- EXCERPTED TEXT:
This crime has bent and broken me, 'Tis soul-destroying, cynical-- I have lost the man who had clambered up To his art's supremest pinnacle.

Of King Ludwig's essays in poetry he writes:

"Herr Ludwig ist ein grosser Poet, Und singt er, so stürzt Apollo Vor ihm auf die Knie und bittet und fleht: Halt ein! ich werde sonst toll, o!"[4]

[4]

King Ludwig is a poet great; When he sings, the mighty Apollo Falls on his knees and begs and prays: O stop! or my death will follow!

Still wittier is the parody of King Ludwig's poetical style, in the inscription above the resting-place of Atta Troll in the Bavarian _Walhalla_:

"Atta Troll, Tendenzbär, sittlich-- Religiös; als Gatte brünstig; Durch Verfuhrtsein von dem Zeitgeist Waldursprünglich Sansculotte;

Sehr schlecht tanzend, doch Gesinnung Tragend in der zott'gen Hochbrust Manchmal auch gestunken habend; Kein Talent, doch ein Charakter!"[5]

[5]

Atta Troll, a bear of impulse; Devotee; a loving husband; Full of sans-culottic notions, Thanks to the prevailing fashion. Wretched dancer; strong opinions Bearing in his shaggy bosom; Often stinking very badly; Talentless, a character! (BOWRING)

The harshness and the strained participial construction both remind us of the style of the royal effusions which any visitor to Munich may study for himself below the frescoes on the walls of the arcades.

This is merely personal satire of crowned heads; but Heine's satire, like that of Aristophanes, is frequently directed against existing political, social, and literary conditions, and it is then that he is obliged to call the dream to his aid. With its help he descends into the depth of the earth, or mounts to a fantastic world above the clouds.

- WHAT THE TASK REQUIRES: In the excerpt on Heine's satire, whose satire is Heine's compared to?

- AVAILABLE DATA:
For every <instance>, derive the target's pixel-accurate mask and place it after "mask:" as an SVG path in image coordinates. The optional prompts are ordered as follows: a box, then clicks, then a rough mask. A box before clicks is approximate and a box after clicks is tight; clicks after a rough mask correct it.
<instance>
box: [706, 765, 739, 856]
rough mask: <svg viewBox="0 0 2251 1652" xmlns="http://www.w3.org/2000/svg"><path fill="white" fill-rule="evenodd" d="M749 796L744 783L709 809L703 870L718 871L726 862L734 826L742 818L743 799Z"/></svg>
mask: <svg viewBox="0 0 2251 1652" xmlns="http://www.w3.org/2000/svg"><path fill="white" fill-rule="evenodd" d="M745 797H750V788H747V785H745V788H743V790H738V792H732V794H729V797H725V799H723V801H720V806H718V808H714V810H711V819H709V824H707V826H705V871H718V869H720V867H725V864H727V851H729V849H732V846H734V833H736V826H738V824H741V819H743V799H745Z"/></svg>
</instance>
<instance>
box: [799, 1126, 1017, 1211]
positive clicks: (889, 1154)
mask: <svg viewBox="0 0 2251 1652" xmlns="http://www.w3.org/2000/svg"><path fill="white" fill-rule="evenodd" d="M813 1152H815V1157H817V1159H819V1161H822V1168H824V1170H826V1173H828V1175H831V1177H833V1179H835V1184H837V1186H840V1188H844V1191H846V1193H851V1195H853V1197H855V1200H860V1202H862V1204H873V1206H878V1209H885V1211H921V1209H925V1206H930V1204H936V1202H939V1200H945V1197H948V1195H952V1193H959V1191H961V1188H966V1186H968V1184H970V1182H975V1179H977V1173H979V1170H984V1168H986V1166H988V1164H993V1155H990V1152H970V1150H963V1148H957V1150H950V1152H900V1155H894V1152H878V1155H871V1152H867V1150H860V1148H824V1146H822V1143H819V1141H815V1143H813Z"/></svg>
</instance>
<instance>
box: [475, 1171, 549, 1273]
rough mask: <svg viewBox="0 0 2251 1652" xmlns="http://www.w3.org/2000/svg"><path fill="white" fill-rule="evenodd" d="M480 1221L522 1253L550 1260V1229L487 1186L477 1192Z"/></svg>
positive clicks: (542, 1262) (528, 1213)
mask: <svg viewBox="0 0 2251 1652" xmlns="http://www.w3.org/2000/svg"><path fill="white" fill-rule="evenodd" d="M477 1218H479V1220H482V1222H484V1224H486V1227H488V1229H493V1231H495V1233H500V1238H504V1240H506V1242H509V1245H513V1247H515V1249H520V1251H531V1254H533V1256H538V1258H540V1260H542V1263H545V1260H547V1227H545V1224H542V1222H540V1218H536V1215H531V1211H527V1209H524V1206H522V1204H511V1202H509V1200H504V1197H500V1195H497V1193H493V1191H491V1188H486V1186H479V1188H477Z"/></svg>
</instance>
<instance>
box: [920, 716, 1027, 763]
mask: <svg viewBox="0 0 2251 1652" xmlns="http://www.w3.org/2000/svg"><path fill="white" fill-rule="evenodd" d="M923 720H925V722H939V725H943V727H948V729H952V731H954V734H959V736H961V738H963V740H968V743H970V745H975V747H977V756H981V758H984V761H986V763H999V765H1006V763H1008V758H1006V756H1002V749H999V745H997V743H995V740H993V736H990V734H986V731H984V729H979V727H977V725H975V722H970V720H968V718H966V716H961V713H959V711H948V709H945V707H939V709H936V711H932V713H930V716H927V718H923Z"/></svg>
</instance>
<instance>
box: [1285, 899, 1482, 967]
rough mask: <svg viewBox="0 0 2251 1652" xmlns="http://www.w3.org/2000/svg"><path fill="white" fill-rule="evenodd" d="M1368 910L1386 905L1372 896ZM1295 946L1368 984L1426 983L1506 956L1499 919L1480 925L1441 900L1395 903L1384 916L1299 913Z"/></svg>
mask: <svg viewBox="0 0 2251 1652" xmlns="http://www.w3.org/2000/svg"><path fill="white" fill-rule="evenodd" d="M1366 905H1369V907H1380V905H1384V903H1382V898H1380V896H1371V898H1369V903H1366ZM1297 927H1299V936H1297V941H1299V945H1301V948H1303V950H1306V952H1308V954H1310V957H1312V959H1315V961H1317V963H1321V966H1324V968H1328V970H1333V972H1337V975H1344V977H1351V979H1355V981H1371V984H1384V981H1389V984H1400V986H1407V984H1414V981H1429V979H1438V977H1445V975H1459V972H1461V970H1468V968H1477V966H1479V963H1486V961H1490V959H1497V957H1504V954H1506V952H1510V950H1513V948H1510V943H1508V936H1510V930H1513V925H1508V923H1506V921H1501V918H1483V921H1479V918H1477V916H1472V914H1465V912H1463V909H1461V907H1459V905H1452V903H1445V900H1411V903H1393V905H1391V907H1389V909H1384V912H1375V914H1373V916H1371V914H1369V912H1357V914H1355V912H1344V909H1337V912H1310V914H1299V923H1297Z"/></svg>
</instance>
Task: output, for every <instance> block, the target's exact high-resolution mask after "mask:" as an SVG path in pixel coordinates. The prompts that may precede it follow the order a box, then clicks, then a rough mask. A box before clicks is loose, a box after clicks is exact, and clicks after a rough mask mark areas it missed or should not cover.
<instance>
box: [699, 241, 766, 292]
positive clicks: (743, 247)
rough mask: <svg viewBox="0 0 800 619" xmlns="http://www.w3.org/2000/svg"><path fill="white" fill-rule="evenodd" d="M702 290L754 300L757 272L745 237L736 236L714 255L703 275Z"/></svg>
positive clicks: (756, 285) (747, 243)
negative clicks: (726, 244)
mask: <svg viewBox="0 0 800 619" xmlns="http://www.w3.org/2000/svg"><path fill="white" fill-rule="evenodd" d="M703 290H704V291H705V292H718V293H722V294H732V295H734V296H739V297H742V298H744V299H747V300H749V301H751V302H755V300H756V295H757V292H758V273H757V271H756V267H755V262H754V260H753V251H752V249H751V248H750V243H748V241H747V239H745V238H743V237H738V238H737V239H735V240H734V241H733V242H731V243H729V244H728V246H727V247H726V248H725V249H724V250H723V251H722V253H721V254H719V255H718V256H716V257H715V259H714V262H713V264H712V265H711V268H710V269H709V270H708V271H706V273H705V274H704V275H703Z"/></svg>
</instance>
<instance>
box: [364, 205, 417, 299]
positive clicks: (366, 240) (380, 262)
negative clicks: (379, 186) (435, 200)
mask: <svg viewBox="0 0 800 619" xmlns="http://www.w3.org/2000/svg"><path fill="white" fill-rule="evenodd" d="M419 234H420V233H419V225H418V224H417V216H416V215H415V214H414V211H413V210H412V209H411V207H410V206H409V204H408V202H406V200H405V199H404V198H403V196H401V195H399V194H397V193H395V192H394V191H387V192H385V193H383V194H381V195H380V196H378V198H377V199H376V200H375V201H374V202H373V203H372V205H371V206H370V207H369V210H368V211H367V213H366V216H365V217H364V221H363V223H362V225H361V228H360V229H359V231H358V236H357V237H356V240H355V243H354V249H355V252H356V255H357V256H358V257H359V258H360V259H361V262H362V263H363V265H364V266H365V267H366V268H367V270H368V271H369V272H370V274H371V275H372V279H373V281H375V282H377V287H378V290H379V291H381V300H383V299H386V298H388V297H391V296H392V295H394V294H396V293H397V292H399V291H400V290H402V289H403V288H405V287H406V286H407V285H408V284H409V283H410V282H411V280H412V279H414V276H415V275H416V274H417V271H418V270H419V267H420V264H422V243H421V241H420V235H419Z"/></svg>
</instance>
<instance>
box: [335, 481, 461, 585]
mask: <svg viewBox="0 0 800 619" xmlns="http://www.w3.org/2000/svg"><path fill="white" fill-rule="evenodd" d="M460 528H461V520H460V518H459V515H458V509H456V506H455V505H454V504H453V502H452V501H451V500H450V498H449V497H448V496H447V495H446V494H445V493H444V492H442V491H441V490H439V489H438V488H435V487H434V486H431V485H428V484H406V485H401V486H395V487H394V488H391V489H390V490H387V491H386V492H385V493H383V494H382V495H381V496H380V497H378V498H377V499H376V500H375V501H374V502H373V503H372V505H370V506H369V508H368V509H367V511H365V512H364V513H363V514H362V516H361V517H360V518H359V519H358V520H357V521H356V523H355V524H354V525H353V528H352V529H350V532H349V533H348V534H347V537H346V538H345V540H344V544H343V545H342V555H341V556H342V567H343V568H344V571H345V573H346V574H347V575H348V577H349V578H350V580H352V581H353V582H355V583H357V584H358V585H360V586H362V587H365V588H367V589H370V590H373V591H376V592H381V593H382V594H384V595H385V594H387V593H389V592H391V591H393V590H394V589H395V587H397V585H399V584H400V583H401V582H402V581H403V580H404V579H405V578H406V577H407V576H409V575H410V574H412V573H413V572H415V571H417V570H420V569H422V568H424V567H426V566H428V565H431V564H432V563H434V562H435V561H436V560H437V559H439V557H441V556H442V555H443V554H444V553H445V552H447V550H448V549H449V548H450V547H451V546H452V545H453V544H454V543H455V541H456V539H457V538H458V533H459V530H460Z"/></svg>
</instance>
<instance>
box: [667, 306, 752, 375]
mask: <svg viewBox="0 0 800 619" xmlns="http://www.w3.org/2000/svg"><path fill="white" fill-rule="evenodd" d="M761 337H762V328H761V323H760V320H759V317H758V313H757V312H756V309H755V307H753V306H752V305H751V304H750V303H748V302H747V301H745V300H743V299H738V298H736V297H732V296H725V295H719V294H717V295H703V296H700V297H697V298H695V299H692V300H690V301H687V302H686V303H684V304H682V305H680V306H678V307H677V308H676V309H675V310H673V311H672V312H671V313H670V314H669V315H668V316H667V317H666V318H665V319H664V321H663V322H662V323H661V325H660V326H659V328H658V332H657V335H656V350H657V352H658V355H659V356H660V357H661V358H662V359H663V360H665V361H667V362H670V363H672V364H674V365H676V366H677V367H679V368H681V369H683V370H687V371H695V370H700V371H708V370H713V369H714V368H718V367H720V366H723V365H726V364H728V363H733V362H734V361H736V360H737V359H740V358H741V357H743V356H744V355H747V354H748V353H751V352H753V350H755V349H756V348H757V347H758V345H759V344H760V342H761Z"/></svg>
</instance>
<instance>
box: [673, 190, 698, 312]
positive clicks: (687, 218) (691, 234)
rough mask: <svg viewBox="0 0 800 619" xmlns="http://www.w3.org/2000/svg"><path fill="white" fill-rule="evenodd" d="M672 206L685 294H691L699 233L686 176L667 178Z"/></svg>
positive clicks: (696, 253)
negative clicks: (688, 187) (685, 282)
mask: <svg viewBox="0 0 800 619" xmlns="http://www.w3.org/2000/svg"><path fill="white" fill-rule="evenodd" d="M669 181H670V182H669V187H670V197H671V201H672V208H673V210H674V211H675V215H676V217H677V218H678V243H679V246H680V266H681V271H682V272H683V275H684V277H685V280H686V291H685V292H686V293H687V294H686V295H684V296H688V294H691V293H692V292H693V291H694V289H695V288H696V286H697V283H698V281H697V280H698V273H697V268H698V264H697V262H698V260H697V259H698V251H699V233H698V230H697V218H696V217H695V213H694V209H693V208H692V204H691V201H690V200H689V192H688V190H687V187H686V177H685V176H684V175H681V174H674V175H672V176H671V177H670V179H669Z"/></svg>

- TASK OUTPUT: Aristophanes